=== Job ===
Please pull out every line in the rows below that contains the string "bamboo", treating uppercase and lowercase letters as different.

=== Data for this exercise ===
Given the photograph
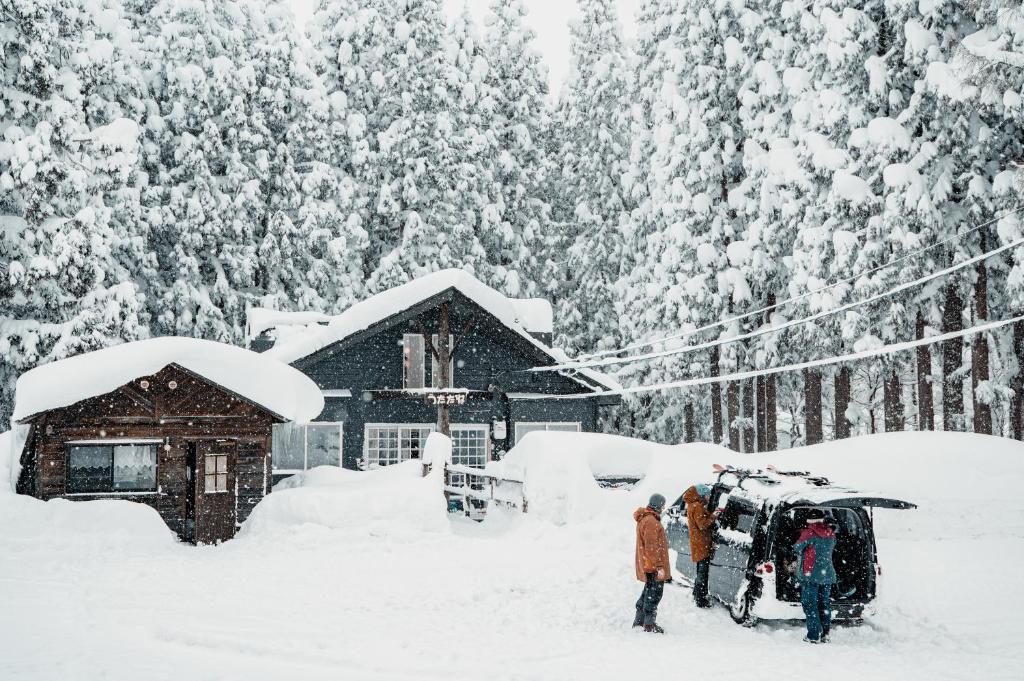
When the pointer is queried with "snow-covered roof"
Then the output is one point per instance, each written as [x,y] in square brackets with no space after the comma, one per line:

...

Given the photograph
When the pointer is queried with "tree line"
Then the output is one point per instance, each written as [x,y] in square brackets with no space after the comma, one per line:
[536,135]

==

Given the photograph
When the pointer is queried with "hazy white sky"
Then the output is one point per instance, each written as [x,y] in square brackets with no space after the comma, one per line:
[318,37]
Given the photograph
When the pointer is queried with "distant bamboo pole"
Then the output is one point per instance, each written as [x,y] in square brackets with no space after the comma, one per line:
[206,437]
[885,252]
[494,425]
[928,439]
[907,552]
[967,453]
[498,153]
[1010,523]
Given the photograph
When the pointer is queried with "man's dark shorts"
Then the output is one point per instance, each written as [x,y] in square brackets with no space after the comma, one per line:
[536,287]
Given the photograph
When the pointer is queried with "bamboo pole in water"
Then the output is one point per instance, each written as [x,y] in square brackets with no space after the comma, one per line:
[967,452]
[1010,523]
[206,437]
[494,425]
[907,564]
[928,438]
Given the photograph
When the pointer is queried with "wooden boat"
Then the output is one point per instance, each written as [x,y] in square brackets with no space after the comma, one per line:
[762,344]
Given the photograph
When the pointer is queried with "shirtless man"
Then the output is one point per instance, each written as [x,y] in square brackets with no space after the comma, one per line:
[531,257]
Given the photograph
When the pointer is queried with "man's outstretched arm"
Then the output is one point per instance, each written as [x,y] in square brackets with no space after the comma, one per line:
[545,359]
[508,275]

=== Written answer ===
When the pointer is queried with "distant bamboo pole"
When the pointer is queried with "bamboo pole in water"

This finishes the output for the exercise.